■ Stored records
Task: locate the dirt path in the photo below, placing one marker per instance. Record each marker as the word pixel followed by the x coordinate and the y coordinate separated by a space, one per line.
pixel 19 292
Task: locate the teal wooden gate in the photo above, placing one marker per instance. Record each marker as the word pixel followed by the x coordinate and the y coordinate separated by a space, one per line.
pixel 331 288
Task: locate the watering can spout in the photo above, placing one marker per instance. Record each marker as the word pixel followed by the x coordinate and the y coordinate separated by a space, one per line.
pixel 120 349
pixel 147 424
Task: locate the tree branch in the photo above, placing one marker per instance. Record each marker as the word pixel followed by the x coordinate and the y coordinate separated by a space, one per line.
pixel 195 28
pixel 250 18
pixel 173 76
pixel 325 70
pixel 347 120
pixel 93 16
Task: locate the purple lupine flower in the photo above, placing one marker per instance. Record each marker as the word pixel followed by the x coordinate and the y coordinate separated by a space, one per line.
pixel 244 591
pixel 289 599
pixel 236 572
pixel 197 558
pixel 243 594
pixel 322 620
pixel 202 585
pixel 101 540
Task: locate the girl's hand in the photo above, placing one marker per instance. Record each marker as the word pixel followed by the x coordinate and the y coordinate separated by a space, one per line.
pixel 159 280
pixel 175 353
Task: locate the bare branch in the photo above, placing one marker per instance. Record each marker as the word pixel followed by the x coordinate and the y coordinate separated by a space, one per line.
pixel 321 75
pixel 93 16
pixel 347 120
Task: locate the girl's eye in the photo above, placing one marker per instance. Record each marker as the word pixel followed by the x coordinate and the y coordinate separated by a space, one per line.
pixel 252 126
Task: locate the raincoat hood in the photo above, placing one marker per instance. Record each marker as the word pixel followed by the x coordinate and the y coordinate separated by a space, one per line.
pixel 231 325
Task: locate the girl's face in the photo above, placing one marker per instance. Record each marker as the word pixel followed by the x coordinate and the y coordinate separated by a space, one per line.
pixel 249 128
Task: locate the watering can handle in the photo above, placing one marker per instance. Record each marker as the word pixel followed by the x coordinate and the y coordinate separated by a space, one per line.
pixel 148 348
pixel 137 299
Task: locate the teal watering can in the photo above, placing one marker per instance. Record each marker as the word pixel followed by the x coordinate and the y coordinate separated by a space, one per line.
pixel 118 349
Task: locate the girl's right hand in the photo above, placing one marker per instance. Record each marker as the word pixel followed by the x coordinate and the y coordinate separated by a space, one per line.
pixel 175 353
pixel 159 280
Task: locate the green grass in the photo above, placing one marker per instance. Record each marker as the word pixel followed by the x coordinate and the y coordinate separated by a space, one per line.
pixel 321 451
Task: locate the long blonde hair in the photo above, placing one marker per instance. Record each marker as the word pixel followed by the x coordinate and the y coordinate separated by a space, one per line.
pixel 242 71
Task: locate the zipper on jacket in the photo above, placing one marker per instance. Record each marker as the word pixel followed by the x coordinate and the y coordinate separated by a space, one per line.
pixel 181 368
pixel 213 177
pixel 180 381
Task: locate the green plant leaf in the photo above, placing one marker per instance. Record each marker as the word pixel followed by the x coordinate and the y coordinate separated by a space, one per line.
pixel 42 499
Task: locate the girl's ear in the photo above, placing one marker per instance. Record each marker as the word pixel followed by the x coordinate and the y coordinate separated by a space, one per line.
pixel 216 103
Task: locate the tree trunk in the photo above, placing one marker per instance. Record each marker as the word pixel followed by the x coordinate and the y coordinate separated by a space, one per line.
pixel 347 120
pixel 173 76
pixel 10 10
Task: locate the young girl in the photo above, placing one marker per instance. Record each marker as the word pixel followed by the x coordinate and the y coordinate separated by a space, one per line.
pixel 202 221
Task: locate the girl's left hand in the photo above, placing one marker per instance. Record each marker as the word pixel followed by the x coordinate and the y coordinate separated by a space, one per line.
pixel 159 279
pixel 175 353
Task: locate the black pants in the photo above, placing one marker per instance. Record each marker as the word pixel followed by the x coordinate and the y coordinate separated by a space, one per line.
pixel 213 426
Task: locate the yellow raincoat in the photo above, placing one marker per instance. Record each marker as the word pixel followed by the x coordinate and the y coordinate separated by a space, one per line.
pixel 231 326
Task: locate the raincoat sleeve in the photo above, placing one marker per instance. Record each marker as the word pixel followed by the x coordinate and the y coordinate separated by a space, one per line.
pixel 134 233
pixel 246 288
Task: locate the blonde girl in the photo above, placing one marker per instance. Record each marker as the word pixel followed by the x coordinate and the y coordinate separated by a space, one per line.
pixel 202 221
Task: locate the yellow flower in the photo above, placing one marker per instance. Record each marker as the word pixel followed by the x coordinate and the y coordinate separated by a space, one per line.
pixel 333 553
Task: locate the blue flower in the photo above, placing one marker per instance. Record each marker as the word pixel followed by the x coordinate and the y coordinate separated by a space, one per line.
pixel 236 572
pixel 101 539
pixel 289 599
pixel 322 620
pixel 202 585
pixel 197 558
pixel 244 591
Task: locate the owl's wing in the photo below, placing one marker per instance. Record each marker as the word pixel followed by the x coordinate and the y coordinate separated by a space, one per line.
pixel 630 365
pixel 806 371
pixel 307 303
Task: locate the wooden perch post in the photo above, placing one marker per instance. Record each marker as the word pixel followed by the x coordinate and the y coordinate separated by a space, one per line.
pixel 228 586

■ WHAT YOU HAVE TO DO
Each line of the records above must be copied exactly.

■ RESULT
Task: locate the dirt path in the photo below, placing one marker per instance. Record each marker as the word pixel followed by the x coordinate and the y coordinate separated by a space, one per line.
pixel 19 292
Task: locate the teal wooden gate in the photo above, placing one marker per instance. Record each marker as the word pixel followed by the x coordinate and the y coordinate separated by a space, one per line.
pixel 331 288
Task: locate the watering can spout in the photo above, placing one marker per instance. Record each marker as the word pixel followed by the x coordinate and the y coordinate separated by a space, one per line.
pixel 120 349
pixel 147 424
Task: locate the tree branch in the photo above, placing one marker per instance. Record each marker as the word pixel followed by the x coordinate and the y coordinate separated by a space, one per line.
pixel 195 28
pixel 250 18
pixel 173 76
pixel 325 70
pixel 347 120
pixel 93 16
Task: locate the purple lupine flower in the photo above, placing one marker per instance. Record each marker as the word pixel followed by the x coordinate and the y coordinate separated by a space, one per line.
pixel 244 591
pixel 289 599
pixel 236 572
pixel 197 558
pixel 243 594
pixel 322 620
pixel 202 585
pixel 101 540
Task: locate the girl's hand in the photo above, placing one marker per instance. Record each marker as the word pixel followed by the x coordinate and the y coordinate separated by a space, one per line.
pixel 159 280
pixel 175 353
Task: locate the bare branch in the photo above, placing one marker per instance. Record each marker as the word pixel followed by the x coordinate and the y coordinate separated by a space, one per line.
pixel 321 75
pixel 93 16
pixel 347 120
Task: locate the girl's eye in the photo above, placing one marker per instance. Record each marker as the word pixel followed by the x coordinate and the y coordinate separated by a space, one per line.
pixel 252 126
Task: locate the raincoat hood in the photo above, placing one marker per instance. Record each marker as the word pixel followed by the x coordinate and the y coordinate separated by a space, one per line.
pixel 231 325
Task: locate the girl's face in the photo above, placing one marker per instance. Record each marker as the word pixel followed by the x coordinate and the y coordinate separated by a space, one per line.
pixel 249 128
Task: locate the watering can handle in the photo above, placing one marker per instance. Record each marker as the word pixel followed by the x coordinate and the y coordinate separated by a space, one per line.
pixel 148 348
pixel 137 299
Task: locate the teal watering can in the photo above, placing one marker per instance. Record each marker as the word pixel followed by the x coordinate and the y coordinate separated by a space, one per line.
pixel 118 349
Task: locate the girl's right hand in the photo above, placing one marker per instance. Record each marker as the word pixel followed by the x coordinate and the y coordinate separated by a space, one per line.
pixel 175 353
pixel 159 280
Task: locate the green grass in the photo above, placing one marker per instance. Record each marker as the word pixel followed by the x coordinate and the y coordinate separated by a space, one per line.
pixel 321 451
Task: locate the long blonde hair in the photo above, placing one marker per instance. Record each marker as the word pixel followed by the x coordinate and the y coordinate separated by a space, one per line.
pixel 242 71
Task: locate the zipper on jacket in the photo above, placing one marker per instance. Record each marker as the word pixel followed by the x coordinate and the y coordinate separated by a space, one per line.
pixel 181 368
pixel 213 177
pixel 180 381
Task: locate the green plant leaf in the photo above, placing one marker per instance. Record each marker as the word pixel followed by the x coordinate and the y coordinate separated by a space, one per line.
pixel 42 499
Task: locate the girl's ear in the photo above, placing one marker per instance. Record each marker as the word pixel followed by the x coordinate and the y coordinate separated by a space, one per line.
pixel 216 103
Task: locate the tree trunk in the photo above, placing one marker per instance. Record each marker as the word pixel followed by the x coordinate and the y coordinate separated by a space, one per line.
pixel 347 120
pixel 173 76
pixel 10 10
Task: locate the young girl in the photo above, placing one marker per instance. Record each marker as the word pixel followed by the x coordinate and the y coordinate separated by a space, one per line.
pixel 202 221
Task: locate the girl's left hand in the photo above, placing one marker per instance. Record each marker as the word pixel followed by the x coordinate and the y coordinate separated by a space, one per line.
pixel 159 279
pixel 175 353
Task: locate the black pants in the photo above, placing one marker per instance. Record each marker as the word pixel followed by the x coordinate and the y coordinate separated by a space, one per line.
pixel 213 426
Task: locate the yellow raincoat in the photo above, placing one marker per instance. Record each marker as the word pixel followed by the x coordinate and the y coordinate separated by a space, one per line.
pixel 231 326
Task: locate the raincoat sleeve in the photo above, placing one marker per instance. Record each marker as the word pixel followed by the x coordinate and the y coordinate separated by a space, one per line.
pixel 134 233
pixel 246 288
Task: locate the blonde girl in the photo above, placing one marker per instance. Record each marker as the word pixel followed by the x coordinate and the y coordinate separated by a space, one per line.
pixel 202 221
Task: locate the yellow flower in the photo above, placing one marker per instance. Record each marker as the word pixel followed by the x coordinate and the y coordinate separated by a space, one per line.
pixel 333 553
Task: locate the blue flower in the photo above, placing one marker per instance. Record each marker as the word pixel followed by the x coordinate and the y coordinate separated by a space, one per line.
pixel 236 572
pixel 101 539
pixel 289 599
pixel 322 620
pixel 202 585
pixel 197 558
pixel 244 591
Task: locate the owl's wing in the photo below, placing one marker per instance. Record each marker as the word pixel followed by the x coordinate and the y coordinate separated by a space, one per line.
pixel 630 365
pixel 806 371
pixel 307 303
Task: locate the wooden perch post in the photo above, placing one marker per instance. Record each marker as the word pixel followed by the x coordinate and the y coordinate separated by a space, one per line.
pixel 228 586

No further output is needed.